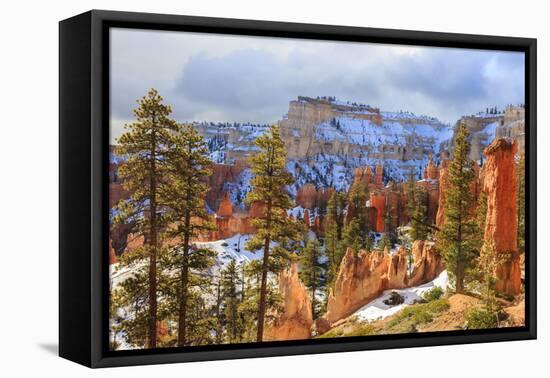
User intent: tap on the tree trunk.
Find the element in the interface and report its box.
[148,127,157,348]
[256,238,270,342]
[178,223,193,346]
[256,202,272,342]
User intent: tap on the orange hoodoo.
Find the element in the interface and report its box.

════════════════

## Your goal
Rewrite the items above, replacing each "tap" with "click" and changing nothing else. Leave the pictures out of your answer.

## Response to this task
User intent: click on the tree trunk.
Find the element in the interface and report its box.
[148,127,157,348]
[256,238,270,342]
[178,223,193,346]
[256,202,272,342]
User intent: click on the orange hoodoo.
Find the element in the interface and report its box.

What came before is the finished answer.